[WHAT NEEDS TO BE DONE]:
Your task is to quote the material that follows, in full and exactly.
* START MATERIAL TO PROCESS *
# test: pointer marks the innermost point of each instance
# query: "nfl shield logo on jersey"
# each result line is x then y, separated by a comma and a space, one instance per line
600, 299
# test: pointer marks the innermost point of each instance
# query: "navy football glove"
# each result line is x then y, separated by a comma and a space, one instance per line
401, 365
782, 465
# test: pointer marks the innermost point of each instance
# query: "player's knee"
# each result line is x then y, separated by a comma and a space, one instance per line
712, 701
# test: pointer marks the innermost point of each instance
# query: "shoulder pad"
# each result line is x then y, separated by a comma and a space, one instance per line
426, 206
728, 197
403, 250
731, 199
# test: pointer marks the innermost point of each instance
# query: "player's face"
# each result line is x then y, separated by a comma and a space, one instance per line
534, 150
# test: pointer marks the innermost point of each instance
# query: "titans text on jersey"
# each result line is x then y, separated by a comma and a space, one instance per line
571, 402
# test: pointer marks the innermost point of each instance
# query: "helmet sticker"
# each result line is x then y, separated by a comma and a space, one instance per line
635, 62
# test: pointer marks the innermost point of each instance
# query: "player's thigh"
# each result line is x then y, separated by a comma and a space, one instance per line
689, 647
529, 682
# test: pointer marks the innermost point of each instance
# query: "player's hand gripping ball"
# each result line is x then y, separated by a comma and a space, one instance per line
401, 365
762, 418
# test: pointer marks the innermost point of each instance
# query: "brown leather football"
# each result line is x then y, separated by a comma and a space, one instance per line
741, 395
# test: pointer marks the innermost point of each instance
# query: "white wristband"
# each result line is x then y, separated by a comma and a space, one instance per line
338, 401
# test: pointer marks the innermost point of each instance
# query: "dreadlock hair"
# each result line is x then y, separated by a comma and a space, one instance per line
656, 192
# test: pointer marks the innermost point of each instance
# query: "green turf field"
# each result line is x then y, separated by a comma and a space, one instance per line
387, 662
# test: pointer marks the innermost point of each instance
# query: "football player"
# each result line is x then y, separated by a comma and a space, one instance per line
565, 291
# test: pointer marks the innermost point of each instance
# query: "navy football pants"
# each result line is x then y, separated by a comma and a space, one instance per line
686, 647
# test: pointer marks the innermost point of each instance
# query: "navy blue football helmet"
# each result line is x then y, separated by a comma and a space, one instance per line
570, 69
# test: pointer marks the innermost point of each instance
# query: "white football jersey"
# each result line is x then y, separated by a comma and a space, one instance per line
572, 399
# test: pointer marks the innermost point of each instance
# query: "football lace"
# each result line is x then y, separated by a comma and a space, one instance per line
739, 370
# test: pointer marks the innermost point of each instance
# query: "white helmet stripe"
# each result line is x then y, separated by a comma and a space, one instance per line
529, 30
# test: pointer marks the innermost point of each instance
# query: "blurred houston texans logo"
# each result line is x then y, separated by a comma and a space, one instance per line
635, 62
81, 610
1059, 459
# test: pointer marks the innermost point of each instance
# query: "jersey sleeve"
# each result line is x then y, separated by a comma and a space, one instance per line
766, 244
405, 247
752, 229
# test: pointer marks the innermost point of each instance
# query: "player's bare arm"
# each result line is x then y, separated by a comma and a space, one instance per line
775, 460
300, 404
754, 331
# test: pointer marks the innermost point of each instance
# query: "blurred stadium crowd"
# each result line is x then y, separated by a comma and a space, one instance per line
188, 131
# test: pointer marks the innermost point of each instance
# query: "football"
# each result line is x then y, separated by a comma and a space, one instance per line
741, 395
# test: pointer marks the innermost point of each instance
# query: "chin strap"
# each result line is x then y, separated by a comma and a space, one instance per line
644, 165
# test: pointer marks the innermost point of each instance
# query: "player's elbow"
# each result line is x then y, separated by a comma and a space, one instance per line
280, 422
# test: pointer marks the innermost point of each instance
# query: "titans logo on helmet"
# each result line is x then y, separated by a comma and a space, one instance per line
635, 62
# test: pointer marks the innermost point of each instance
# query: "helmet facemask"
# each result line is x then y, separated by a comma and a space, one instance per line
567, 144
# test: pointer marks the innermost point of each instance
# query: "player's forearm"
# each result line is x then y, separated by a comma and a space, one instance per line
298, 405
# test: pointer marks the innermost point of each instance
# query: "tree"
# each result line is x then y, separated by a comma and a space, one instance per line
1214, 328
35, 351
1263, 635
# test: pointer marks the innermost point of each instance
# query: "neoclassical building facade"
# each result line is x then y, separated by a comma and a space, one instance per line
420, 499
* END MATERIAL TO PROCESS *
[COMPLETE RESPONSE]:
# test: pointer marks the innermost point of each instance
# query: "nfl shield logo on jersey"
# each result line is x then y, separated by a comma and a space, one instance per line
600, 299
# test: pointer marks the innermost point of each instance
# query: "navy football glove"
# each result line is x then y, separated by a comma and a space, one instance per line
401, 365
782, 465
# test: pointer marks the innermost point of each instance
# query: "player's knee"
# each result line is x then y, separated by a comma and a space, one instance per line
712, 701
# test: pointer marks the innermost point of each instance
# query: "shoulder pad"
# each result line is x then y, separated by a comma and a space, one instance per line
426, 206
728, 197
403, 250
731, 199
# test: pointer marks the innermost point of each instance
# query: "player's face"
# each result line is x then y, separated by a comma and a space, one instance per line
534, 150
# test: pointer marks the innermost point of each instance
# query: "titans text on jersey"
# each result line is x then y, separated by a comma and a space, one instance per line
571, 402
# test: pointer marks the innermost point of each instance
# query: "helmet sticker"
# each result line is x then y, separated by a comma and a space, one instance per line
635, 62
# test: pointer marks the innermost point of each instance
# query: "player's thigh"
# each result line is x then y, separated by a comma and a space, one instance per line
689, 647
529, 682
# test: pointer marks the innermost point of each instance
# query: "player's hand gripping ball"
# each result line is x then y, separated by a comma and a space, one instance per line
401, 365
762, 418
# test: pointer marks the innermost point of each instance
# query: "brown leather football"
# each result line is x then y, separated by a comma and a space, one instance per line
741, 395
# test: pointer marks the innermost point of each instance
# query: "white wristband"
# each result line is x then y, separated by a comma and a space, one instance per line
338, 401
# test: pointer marks the innermost point of each instance
# query: "dreadlock hair"
# each result line is x then y, separated by a comma and a space, one instance per line
656, 192
# test: pointer marks the innermost point of each instance
# query: "green turf field"
# each result line is x then y, separated by a comma and a space, one instance per line
387, 662
# test: pointer marks the innermost point of each instance
# query: "football player"
# each result line is x then y, separated by a comma and a space, one instance per line
565, 291
# test: pointer marks the innermost point of each instance
# query: "navy football pants"
# each result line is x then y, separated by a comma and a space, one instance per line
686, 647
# test: pointer marks the innermost point of each instance
# query: "navy blue football helmet"
# each result line is x then y, separated by a comma and a space, one instance per line
570, 69
# test: pointer marks the innermost point of each instance
# query: "white football jersey"
# each result line is x then y, separated by a comma and a space, one instance per line
572, 399
# test: pointer marks the innermost point of each instance
# query: "football lace"
# each result line is x then y, separated by a comma and a space, one instance per line
739, 370
# test: pointer marks the innermost point of each instance
# query: "white helmet stripe"
# each result line is x then y, separated by a comma and a space, one instance per line
529, 30
# test: pointer marks the innermost point of each instance
# query: "blurred houston texans logo"
# each result line is x then y, separated by a comma and a space, one instance per line
635, 62
81, 610
1059, 459
# test: pointer marks the innermost point of each instance
# query: "jersey sleeve"
# each result line is x then y, separated by a comma and a space, one instance per line
766, 244
405, 247
752, 229
# test: pointer marks the innermost point of each instance
# query: "player's bare arm"
# each result line is x then y, separated by a comma and a space, one instance per line
775, 460
300, 404
754, 331
# test: pointer marks the innermost point of each instance
# query: "blurred stadium crowd"
# each result line is x then y, separated by a comma and a space, one instance per line
188, 131
# test: pointer marks the innermost point of each instance
# query: "football"
# each result line is x then y, separated by a comma and a space, one instance per line
741, 395
# test: pointer marks the innermost point of each instance
# query: "chin strap"
# each result line is x then y, separated by a comma and a space, one instance per line
644, 165
# test: pointer marks the innermost point of each instance
# query: "player's elbow"
# each result line is x then y, separated by a comma and a space, one instance per line
280, 422
# test: pointer marks the innermost point of each instance
# query: "titans logo on helmet"
# each result line is x then y, separated by a comma and a space, one instance per line
635, 62
# test: pointer marks the innermost point of each instance
# query: "helmet facemask"
# each result line is x then y, separated by a comma and a space, one instance per line
567, 144
# test: pointer marks the innermost point of each instance
# query: "player's forearm"
# each result line is x then y, separated by a comma and a space, one instance per line
298, 405
# test: pointer marks the innermost point of each instance
# query: "tree"
# each result line is x then y, separated by a comma and a space, one instance per line
1214, 328
35, 351
1263, 635
# test: pointer marks the innermost point of each instance
# query: "neoclassical building facade"
# each result line is x then y, separated by a comma and a space, one instance per line
420, 499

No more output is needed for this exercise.